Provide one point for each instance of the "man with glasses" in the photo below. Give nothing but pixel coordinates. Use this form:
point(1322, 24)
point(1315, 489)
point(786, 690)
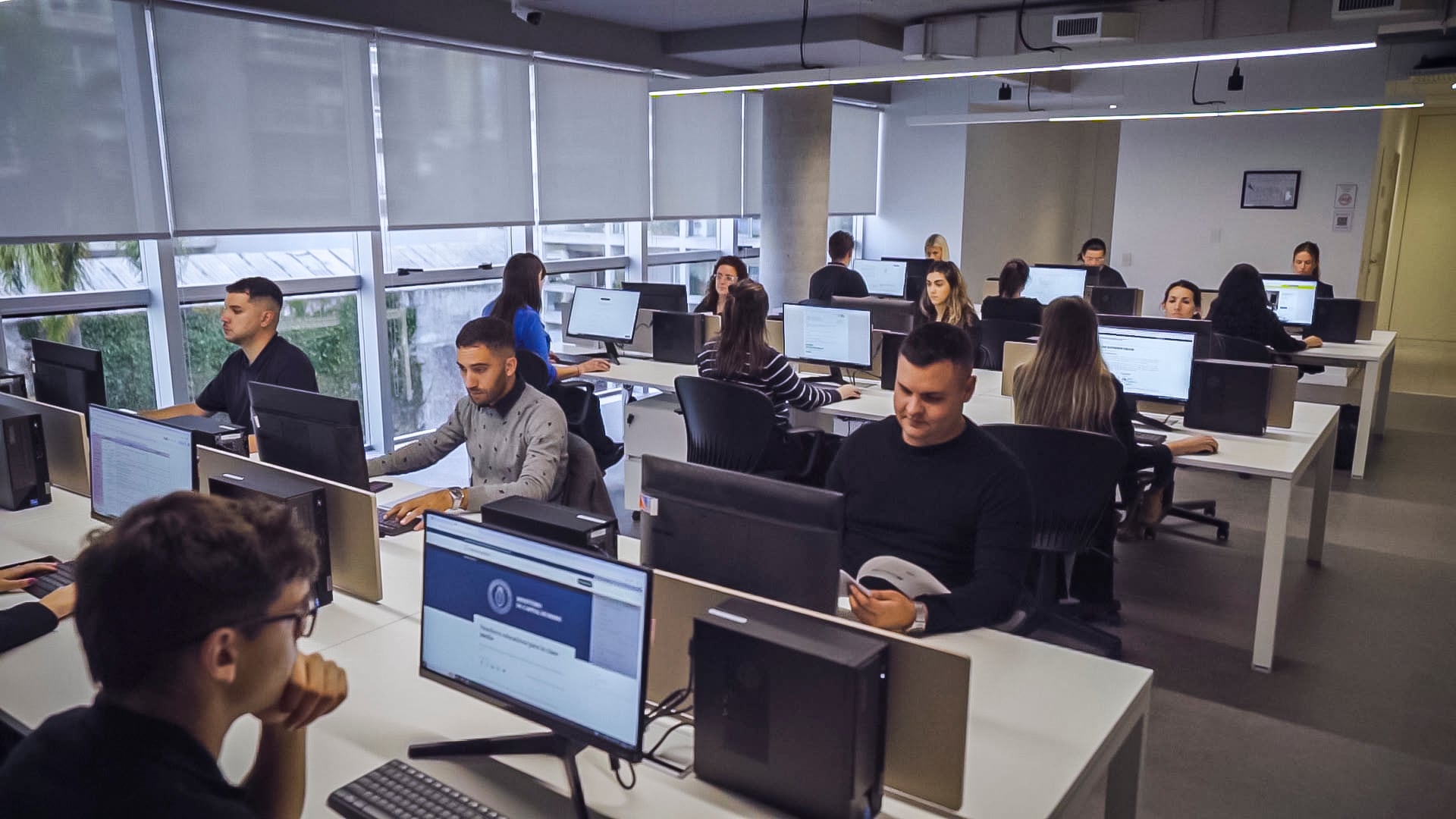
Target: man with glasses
point(190, 610)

Required work:
Copy every line of the records above without changing a word, and leave out the pictures.

Output:
Provide one point for each instance of the "man with glasses" in the photo below. Give nothing but pixel coordinates. Use this form:
point(1322, 24)
point(1315, 489)
point(786, 690)
Target: man with glasses
point(190, 610)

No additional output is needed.